# What the task requires:
Exact reproduction of the data is required, with images excluded.

======

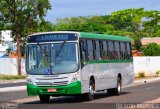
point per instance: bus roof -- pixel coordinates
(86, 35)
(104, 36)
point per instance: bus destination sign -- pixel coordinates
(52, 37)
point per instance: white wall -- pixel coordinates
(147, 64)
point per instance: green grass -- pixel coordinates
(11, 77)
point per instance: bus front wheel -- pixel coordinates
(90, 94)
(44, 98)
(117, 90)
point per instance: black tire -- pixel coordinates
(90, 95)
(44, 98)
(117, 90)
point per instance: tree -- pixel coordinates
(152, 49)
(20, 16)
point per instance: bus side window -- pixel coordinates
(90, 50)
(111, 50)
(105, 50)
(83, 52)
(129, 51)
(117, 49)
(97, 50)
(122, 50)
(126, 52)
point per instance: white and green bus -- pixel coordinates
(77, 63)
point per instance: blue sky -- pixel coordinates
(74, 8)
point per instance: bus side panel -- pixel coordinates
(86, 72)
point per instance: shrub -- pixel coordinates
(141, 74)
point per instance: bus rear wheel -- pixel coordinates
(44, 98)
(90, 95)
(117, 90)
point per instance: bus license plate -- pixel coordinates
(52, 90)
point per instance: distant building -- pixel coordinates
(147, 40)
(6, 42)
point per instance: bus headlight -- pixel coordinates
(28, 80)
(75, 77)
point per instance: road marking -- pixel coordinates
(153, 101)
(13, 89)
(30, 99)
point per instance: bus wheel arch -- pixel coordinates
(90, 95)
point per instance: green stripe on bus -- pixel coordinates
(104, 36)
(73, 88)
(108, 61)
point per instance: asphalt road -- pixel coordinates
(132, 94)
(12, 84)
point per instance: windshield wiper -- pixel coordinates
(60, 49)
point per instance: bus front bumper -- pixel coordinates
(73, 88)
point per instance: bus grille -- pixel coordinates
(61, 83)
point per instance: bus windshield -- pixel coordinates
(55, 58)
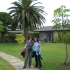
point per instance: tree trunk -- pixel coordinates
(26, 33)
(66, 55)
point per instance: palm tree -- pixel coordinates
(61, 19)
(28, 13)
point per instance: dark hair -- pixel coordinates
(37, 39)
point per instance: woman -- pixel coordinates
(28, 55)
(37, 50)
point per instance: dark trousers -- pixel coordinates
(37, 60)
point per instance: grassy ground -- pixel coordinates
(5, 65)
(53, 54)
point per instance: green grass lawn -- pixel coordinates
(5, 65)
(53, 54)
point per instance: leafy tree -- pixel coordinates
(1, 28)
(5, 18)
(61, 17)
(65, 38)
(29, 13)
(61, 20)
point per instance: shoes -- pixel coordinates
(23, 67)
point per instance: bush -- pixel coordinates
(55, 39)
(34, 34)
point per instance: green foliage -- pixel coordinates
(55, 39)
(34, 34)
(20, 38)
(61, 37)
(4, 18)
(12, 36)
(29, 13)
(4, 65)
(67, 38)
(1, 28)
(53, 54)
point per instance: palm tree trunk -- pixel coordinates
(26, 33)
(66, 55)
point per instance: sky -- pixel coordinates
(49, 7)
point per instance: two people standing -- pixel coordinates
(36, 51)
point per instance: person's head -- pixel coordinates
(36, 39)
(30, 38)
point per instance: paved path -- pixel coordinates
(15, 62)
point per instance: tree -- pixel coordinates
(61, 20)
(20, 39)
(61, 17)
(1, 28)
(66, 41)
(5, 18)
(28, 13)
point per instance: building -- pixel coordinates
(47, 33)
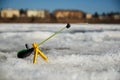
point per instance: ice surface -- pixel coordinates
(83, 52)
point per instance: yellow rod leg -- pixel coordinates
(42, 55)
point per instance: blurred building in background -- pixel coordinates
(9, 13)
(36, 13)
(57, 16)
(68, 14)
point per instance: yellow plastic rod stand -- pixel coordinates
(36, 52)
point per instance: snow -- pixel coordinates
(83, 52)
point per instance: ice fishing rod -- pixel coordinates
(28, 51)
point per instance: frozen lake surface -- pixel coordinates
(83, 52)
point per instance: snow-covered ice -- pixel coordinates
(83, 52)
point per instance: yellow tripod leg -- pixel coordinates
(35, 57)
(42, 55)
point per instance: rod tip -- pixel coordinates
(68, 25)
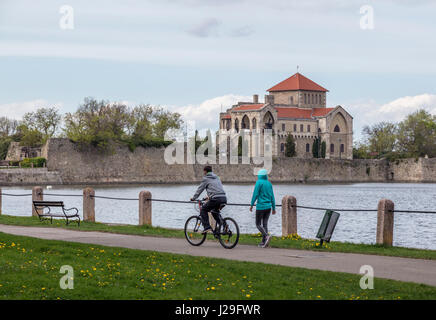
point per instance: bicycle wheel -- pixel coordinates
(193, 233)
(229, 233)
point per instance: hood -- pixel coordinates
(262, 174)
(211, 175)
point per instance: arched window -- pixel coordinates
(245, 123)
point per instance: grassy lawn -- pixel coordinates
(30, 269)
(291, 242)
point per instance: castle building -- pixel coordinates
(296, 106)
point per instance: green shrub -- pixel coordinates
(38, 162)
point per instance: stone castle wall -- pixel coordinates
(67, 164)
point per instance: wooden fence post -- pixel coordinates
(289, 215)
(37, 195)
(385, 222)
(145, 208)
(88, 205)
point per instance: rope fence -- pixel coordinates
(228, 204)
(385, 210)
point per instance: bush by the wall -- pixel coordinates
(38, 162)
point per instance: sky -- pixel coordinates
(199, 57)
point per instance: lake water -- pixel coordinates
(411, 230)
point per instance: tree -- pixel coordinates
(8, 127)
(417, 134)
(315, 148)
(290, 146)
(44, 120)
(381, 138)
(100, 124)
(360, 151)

======

# In response:
point per instance: bus roof -- pixel coordinates
(86, 35)
(104, 36)
point per instance: bus destination sign -- pixel coordinates
(52, 37)
point per instance: white wall -- pixel coordinates
(147, 64)
point per instance: green grass -- pixel coordinates
(11, 77)
point per instance: bus front wheel -- pixel coordinates
(90, 94)
(44, 98)
(117, 90)
point per instance: black tire -- pixel coordinates
(90, 95)
(44, 98)
(117, 90)
point per instance: tree -- pixel coordinates
(152, 49)
(20, 16)
point per instance: bus side window -- pixel coordinates
(90, 50)
(111, 50)
(105, 50)
(83, 52)
(129, 51)
(117, 49)
(97, 50)
(122, 50)
(126, 52)
point per instance: white and green bus -- pixel coordinates
(77, 63)
point per instance: blue sky -- pixel coordinates
(74, 8)
point per instance: bus side panel -- pixel coordinates
(86, 72)
point per instance: shrub -- pixel coordinates
(141, 74)
point per instance: bus rear wheel -- pixel coordinates
(44, 98)
(90, 95)
(117, 90)
point per instance: bus license plate -- pixel coordinates
(52, 90)
point per instance: distant building -- pixel coordinates
(147, 40)
(6, 42)
point per instance: bus headlight -- pixel coordinates
(28, 80)
(75, 77)
point per instance: road marking -- pixel coordinates
(153, 101)
(13, 89)
(30, 99)
point per instance: bus wheel arch -- pixel coordinates
(90, 95)
point per instance: green stripe on bus -- pixel coordinates
(104, 36)
(73, 88)
(108, 61)
point per instance: asphalt road -- pixel coordinates
(132, 94)
(12, 84)
point per instance: windshield wiper -- pixel coordinates
(60, 49)
point per instance: bus front bumper -- pixel coordinates
(73, 88)
point per instance: bus grille -- pixel coordinates
(61, 83)
point per instance: bus windshield -- pixel coordinates
(55, 58)
point per instance: tree trunk -- pixel coordinates
(26, 33)
(66, 55)
point per instance: palm tree -- pixel coordinates
(61, 19)
(28, 13)
point per instance: dark hair -- pixel coordinates
(37, 39)
point per instance: woman -- pixel coordinates
(28, 55)
(37, 50)
point per instance: dark trousers -- pixel coordinates
(37, 60)
point per instance: grassy ground -- pixel coordinates
(5, 65)
(53, 54)
point per instance: green grass lawn -- pixel coordinates
(5, 65)
(53, 54)
point per instance: leafy tree -- pixel coordinates
(1, 28)
(5, 18)
(61, 17)
(65, 38)
(29, 13)
(61, 20)
point per instance: shoes -- pixel coordinates
(23, 67)
point per instance: bush -- pixel coordinates
(55, 39)
(34, 34)
point per instance: green foliage -- pixel coordinates
(55, 39)
(34, 34)
(20, 38)
(61, 37)
(4, 18)
(12, 36)
(29, 13)
(4, 65)
(67, 38)
(1, 28)
(53, 54)
point per instance: palm tree trunk -- pixel coordinates
(26, 33)
(66, 55)
point per instance: sky -- pixel coordinates
(49, 7)
point per instance: two people standing -- pixel coordinates
(36, 51)
point per instance: person's head -- pixel coordinates
(36, 39)
(30, 38)
point per instance: paved path -- pixel coordinates
(15, 62)
point per instance: tree -- pixel coordinates
(61, 20)
(20, 39)
(61, 17)
(1, 28)
(66, 41)
(5, 18)
(28, 13)
point per instance: building -- pixel coordinates
(47, 33)
point per instance: ice surface -- pixel coordinates
(83, 52)
point per instance: yellow rod leg -- pixel coordinates
(42, 55)
point per instance: blurred building in background -- pixel coordinates
(9, 13)
(36, 13)
(57, 16)
(68, 14)
point per instance: yellow plastic rod stand -- pixel coordinates
(36, 52)
point per instance: snow -- pixel coordinates
(83, 52)
point per instance: ice fishing rod -- pixel coordinates
(28, 51)
point per instance: frozen lake surface -- pixel coordinates
(83, 52)
point per instance: snow-covered ice -- pixel coordinates
(83, 52)
point per instance: yellow tripod leg -- pixel coordinates
(35, 57)
(42, 55)
point per instance: rod tip -- pixel coordinates
(68, 25)
point per instance: bicycle wheel -- pixel coordinates
(193, 233)
(229, 233)
point per instance: hood -- pixel coordinates
(262, 174)
(211, 175)
point per instance: arched window -- pixel coordinates
(245, 123)
point per instance: grassy lawn -- pixel coordinates
(30, 269)
(291, 242)
point per instance: castle building -- pixel coordinates
(296, 106)
point per instance: green shrub -- pixel coordinates
(38, 162)
point per instance: stone castle wall -- pixel coordinates
(67, 164)
point per instance: wooden fence post -- pixel coordinates
(289, 215)
(37, 195)
(385, 222)
(145, 208)
(88, 205)
point per instance: rope fence -- pixel coordinates
(228, 204)
(385, 210)
point per instance: bush by the wall -- pixel coordinates
(38, 162)
point per instance: sky -- pixel coordinates
(199, 57)
point per instance: lake water -- pixel coordinates
(411, 230)
point per instance: tree -- pixel coordinates
(8, 127)
(417, 134)
(315, 148)
(290, 146)
(44, 120)
(381, 138)
(100, 124)
(360, 151)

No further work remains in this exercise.